=== TASK TO CARRY OUT ===
Reproduce verbatim the section of the items below that starts with the line containing "Each returned point MUST lie on the matching small" and ends with the line containing "659], [528, 721]]", including both of those lines.

=== RECORDS FOR THE EXERCISE ===

++++++

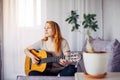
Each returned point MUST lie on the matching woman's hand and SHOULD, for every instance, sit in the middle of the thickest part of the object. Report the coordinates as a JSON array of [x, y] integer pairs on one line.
[[64, 62], [35, 60]]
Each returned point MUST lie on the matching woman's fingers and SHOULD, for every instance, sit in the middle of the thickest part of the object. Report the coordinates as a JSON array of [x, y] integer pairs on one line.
[[64, 62], [35, 60]]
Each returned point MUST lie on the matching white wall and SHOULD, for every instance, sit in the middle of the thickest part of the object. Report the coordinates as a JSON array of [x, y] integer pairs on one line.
[[111, 17]]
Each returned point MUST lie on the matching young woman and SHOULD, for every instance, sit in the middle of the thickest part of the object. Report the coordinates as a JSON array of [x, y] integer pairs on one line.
[[54, 43]]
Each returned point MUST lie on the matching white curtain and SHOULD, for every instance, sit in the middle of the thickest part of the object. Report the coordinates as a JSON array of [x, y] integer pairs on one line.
[[23, 25]]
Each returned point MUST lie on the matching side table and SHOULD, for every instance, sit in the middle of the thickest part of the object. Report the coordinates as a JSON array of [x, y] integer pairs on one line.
[[109, 76]]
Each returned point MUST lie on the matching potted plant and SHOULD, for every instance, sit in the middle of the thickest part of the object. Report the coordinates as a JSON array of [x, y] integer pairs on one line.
[[95, 61]]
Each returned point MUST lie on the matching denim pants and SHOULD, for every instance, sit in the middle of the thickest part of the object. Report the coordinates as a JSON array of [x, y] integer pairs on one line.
[[67, 71]]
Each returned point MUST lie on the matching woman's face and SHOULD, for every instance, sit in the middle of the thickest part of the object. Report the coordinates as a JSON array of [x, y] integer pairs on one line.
[[48, 30]]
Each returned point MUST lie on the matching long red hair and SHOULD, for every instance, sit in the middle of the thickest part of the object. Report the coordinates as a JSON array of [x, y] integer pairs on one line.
[[57, 37]]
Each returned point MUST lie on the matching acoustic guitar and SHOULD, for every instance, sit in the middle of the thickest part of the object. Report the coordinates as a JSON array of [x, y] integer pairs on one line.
[[45, 61]]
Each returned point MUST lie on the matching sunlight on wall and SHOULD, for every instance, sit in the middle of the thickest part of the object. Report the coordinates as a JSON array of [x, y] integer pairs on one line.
[[28, 13]]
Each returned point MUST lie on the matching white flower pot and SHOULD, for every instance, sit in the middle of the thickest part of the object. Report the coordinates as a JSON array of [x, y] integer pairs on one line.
[[95, 63]]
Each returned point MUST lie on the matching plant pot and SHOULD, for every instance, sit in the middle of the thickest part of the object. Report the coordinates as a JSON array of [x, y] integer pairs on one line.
[[95, 63]]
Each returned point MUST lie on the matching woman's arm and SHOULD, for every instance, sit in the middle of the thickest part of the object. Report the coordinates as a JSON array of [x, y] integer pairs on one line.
[[28, 53], [66, 52]]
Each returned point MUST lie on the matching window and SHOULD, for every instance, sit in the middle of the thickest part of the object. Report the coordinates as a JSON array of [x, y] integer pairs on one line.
[[28, 13]]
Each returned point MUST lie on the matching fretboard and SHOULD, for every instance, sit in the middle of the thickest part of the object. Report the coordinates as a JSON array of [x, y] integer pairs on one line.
[[51, 59]]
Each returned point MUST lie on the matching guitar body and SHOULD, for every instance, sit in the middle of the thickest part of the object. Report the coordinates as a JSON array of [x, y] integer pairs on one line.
[[29, 66], [46, 60]]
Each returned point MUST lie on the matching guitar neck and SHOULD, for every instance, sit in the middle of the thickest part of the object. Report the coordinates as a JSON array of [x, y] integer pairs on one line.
[[51, 59]]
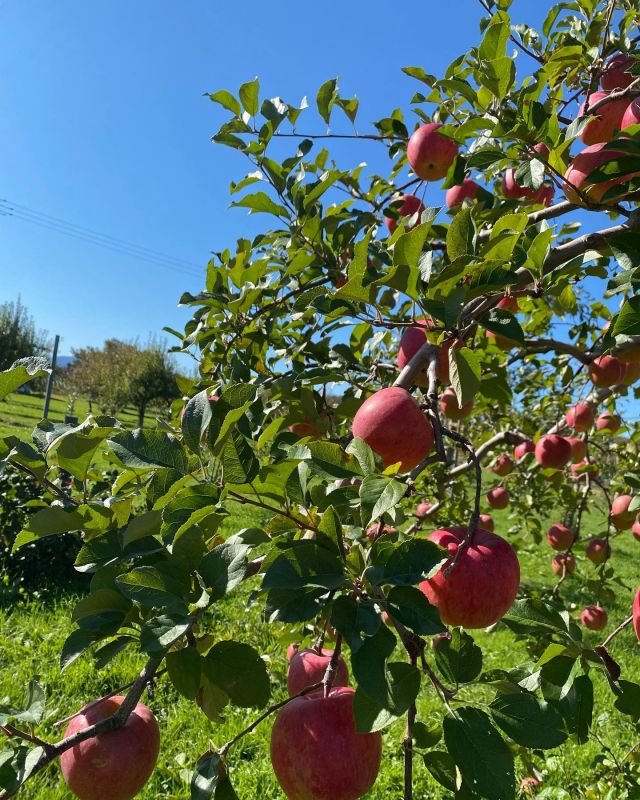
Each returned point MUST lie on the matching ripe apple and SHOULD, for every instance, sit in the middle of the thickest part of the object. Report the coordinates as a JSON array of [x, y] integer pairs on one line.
[[392, 424], [608, 422], [632, 115], [486, 521], [615, 75], [503, 466], [422, 509], [522, 449], [621, 517], [585, 467], [559, 536], [578, 449], [483, 584], [316, 753], [308, 666], [607, 118], [450, 408], [114, 764], [598, 550], [429, 153], [580, 169], [606, 371], [580, 417], [509, 303], [457, 194], [594, 618], [553, 451], [373, 532], [406, 205], [563, 562]]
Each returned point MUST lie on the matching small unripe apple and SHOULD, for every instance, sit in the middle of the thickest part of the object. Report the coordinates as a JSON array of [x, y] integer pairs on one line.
[[429, 153], [503, 466], [483, 584], [553, 451], [580, 417], [598, 550], [406, 205], [486, 521], [559, 537], [307, 667], [394, 426], [522, 449], [594, 618], [606, 371], [114, 764], [563, 562], [607, 118], [615, 74], [608, 422], [457, 194], [621, 517], [498, 497], [316, 752], [450, 407], [578, 449]]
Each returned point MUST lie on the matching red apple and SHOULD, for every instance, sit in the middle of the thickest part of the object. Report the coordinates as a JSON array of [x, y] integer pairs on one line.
[[594, 618], [457, 194], [114, 765], [580, 169], [553, 451], [486, 521], [580, 417], [621, 517], [429, 153], [392, 424], [559, 536], [521, 450], [615, 75], [578, 449], [562, 562], [450, 408], [608, 422], [607, 118], [503, 466], [307, 667], [316, 753], [483, 584], [498, 497], [606, 371], [598, 550], [406, 205], [632, 115]]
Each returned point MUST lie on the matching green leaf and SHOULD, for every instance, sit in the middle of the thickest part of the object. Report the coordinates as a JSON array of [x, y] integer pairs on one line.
[[22, 371], [238, 670], [149, 449], [184, 670], [480, 753], [461, 235], [465, 372], [459, 659], [528, 721]]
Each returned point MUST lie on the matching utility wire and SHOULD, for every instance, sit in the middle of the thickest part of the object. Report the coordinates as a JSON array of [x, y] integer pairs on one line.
[[121, 246]]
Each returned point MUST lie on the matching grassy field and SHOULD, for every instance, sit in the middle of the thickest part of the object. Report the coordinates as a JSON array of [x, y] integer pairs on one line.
[[32, 633]]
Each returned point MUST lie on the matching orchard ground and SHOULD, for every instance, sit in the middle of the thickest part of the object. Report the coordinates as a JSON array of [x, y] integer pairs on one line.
[[32, 634]]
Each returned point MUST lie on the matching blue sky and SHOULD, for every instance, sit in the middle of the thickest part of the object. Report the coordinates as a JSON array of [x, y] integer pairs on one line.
[[103, 124]]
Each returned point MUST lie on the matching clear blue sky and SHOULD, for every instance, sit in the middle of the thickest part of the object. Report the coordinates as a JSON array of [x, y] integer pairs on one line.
[[103, 124]]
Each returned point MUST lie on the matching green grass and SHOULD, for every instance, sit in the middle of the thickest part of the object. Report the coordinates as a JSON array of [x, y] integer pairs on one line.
[[31, 635]]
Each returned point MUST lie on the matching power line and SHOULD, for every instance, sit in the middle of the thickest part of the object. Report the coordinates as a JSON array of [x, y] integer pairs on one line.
[[121, 246]]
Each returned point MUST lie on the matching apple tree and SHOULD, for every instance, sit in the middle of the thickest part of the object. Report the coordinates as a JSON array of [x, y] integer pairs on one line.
[[374, 360]]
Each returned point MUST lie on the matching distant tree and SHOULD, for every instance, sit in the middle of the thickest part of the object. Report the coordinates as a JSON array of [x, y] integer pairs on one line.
[[18, 334]]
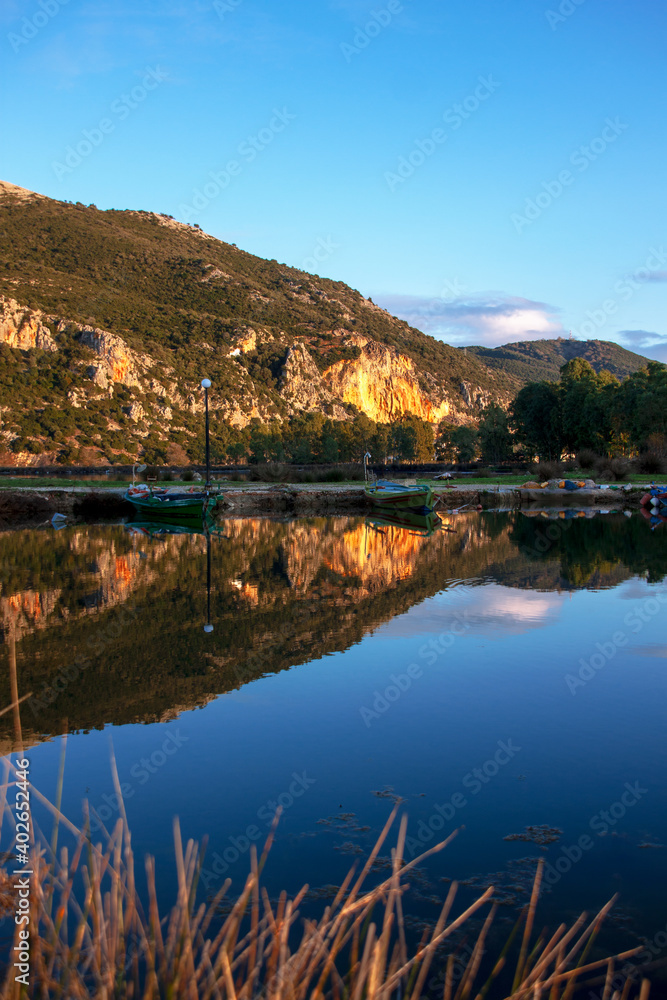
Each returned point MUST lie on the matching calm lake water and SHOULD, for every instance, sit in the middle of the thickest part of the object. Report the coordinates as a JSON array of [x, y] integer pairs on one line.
[[506, 674]]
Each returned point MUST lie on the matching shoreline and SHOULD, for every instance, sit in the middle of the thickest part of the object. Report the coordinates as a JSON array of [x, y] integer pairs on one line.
[[26, 506]]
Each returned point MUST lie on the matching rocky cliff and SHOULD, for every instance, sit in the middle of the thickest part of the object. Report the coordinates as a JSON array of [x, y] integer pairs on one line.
[[112, 318]]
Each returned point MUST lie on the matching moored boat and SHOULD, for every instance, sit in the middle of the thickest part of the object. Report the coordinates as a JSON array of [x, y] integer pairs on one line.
[[158, 502], [415, 523], [400, 496]]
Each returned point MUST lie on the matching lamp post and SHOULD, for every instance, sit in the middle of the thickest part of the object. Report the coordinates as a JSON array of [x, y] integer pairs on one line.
[[137, 468], [206, 385]]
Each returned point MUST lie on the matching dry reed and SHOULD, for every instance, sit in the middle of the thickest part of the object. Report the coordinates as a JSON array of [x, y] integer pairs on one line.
[[91, 935]]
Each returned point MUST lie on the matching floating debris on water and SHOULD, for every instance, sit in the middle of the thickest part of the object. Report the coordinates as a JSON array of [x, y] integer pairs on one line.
[[512, 886], [349, 848], [541, 835], [388, 792]]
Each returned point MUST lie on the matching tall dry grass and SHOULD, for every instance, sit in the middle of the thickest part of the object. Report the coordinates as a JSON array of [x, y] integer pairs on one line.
[[92, 936]]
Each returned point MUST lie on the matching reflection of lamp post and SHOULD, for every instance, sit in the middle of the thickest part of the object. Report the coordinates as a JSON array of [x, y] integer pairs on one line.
[[208, 627], [206, 385], [366, 457], [137, 468]]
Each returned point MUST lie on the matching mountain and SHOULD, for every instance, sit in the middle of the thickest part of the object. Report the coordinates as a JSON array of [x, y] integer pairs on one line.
[[109, 320], [540, 360]]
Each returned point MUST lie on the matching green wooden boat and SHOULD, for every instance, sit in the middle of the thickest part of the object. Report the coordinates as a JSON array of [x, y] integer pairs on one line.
[[157, 503], [386, 495]]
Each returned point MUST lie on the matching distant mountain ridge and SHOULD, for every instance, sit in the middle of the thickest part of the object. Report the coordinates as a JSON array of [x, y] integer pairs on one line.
[[109, 319], [541, 360]]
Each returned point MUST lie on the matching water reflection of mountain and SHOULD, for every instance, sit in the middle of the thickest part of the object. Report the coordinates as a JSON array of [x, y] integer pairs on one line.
[[283, 593]]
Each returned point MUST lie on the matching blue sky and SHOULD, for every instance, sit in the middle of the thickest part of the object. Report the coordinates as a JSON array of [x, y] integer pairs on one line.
[[492, 171]]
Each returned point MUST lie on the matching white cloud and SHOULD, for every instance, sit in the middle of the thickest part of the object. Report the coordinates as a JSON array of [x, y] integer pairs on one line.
[[488, 320], [492, 610], [646, 342]]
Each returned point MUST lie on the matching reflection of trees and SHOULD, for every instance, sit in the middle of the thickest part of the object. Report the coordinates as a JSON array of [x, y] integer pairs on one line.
[[283, 593], [601, 551]]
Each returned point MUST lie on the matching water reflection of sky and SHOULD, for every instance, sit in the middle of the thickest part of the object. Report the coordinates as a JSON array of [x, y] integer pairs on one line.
[[502, 678]]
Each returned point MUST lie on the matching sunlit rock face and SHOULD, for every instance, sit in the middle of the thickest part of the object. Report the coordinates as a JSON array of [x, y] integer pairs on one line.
[[119, 363], [24, 328], [384, 385]]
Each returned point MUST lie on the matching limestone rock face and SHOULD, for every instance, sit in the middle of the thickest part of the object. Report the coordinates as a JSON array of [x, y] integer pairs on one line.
[[383, 384], [119, 362], [475, 398], [302, 386], [134, 411], [24, 328]]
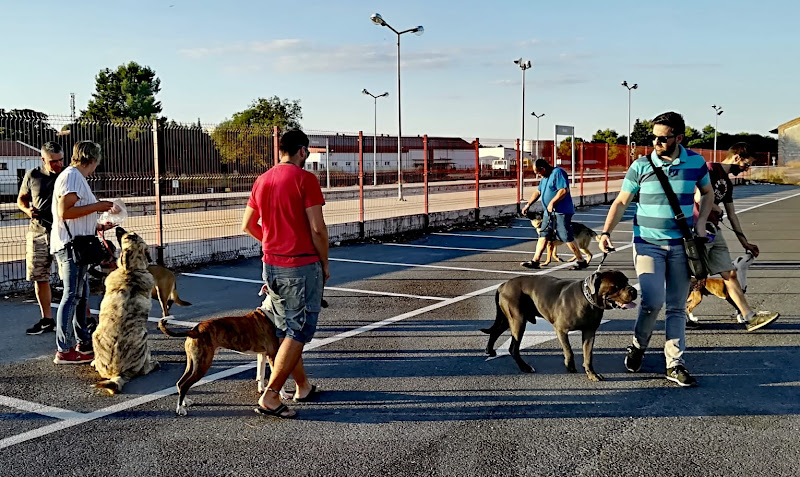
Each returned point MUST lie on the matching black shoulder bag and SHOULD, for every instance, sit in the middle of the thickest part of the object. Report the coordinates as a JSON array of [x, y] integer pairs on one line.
[[695, 246], [86, 249]]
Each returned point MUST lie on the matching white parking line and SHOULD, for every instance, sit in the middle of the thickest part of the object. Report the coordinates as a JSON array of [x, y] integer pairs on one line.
[[36, 408], [465, 249], [349, 290]]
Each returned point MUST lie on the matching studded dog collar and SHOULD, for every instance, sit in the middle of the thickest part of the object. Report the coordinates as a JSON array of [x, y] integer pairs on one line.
[[588, 295]]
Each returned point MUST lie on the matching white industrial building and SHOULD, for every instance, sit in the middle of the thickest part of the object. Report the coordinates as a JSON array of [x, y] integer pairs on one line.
[[16, 158]]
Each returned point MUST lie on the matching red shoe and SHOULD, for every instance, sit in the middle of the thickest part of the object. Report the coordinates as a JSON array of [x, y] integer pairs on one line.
[[85, 349], [71, 357]]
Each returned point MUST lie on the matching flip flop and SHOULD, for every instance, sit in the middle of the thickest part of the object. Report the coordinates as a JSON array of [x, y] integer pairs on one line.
[[312, 395], [279, 412]]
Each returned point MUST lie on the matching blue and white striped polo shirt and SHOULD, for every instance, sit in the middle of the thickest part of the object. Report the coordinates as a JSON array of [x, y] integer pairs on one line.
[[654, 221]]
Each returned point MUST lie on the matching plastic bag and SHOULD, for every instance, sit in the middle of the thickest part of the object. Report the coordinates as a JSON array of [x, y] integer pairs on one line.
[[107, 217]]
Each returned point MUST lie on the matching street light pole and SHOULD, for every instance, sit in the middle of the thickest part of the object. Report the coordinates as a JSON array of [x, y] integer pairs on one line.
[[378, 20], [717, 111], [523, 65], [375, 135], [537, 116], [625, 84]]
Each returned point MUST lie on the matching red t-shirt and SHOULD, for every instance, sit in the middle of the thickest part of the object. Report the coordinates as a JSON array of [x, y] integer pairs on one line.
[[281, 196]]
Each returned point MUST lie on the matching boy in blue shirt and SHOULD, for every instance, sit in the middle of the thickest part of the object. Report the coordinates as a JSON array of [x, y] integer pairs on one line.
[[557, 202]]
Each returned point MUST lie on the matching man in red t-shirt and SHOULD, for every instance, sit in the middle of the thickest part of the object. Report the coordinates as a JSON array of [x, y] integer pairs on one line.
[[738, 159], [294, 238]]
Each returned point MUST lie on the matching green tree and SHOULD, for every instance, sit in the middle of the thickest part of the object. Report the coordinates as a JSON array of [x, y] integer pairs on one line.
[[127, 93], [247, 136]]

++++++

=== REPLY TO THE EXERCISE ===
Each returned point MUST lie on the matching small unripe apple and SHOULD, for every instance, sit in the middle of the thickest part of the object. Report the coordinates as a JSON array of [x, y] integer pairs on one line.
[[429, 153], [503, 466], [483, 584], [553, 451], [580, 417], [598, 550], [406, 205], [486, 521], [559, 537], [307, 667], [394, 426], [522, 449], [594, 618], [606, 371], [114, 764], [563, 562], [607, 118], [615, 74], [608, 422], [457, 194], [621, 517], [498, 497], [316, 752], [450, 407], [578, 449]]
Each returned point MUST lie on the matching red apple and SHOULD, for every instance, sit in the middle of the thickest part of the object. Report the coordinates as a JSON array of [x, y] integer pairs on one line.
[[594, 618], [457, 194], [114, 765], [580, 169], [553, 451], [486, 521], [580, 417], [621, 517], [429, 153], [392, 424], [559, 536], [521, 450], [615, 75], [578, 449], [562, 562], [450, 408], [608, 422], [607, 118], [503, 466], [307, 667], [316, 753], [483, 584], [498, 497], [606, 371], [598, 550], [406, 205], [632, 115]]
Each returned point MUST lie on the matching green leaf and SHOULD, for every instance, sit in the middle of the thickest part of the object. Report the coordinates as a JSON array of [x, y] integer pairs on one line.
[[22, 371], [238, 670], [149, 449], [184, 670], [480, 753], [461, 235], [465, 372], [459, 659], [528, 721]]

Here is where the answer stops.